Update the rows below by changing "window frame" to "door frame" and leaving everything else unchanged.

[INFORMATION GIVEN]

━━━━━━━━━━━━━━━━

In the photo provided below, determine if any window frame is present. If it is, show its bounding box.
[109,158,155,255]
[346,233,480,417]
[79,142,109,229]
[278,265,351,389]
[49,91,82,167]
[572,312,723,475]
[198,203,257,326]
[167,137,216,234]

━━━━━━━━━━━━━━━━

[TASK RESPONSE]
In the photo provided below, determine if any door frame is present. If it is, show its bounding box.
[109,158,155,255]
[346,233,480,417]
[79,142,109,229]
[278,265,351,389]
[49,91,82,167]
[572,312,723,475]
[198,203,257,326]
[167,137,216,234]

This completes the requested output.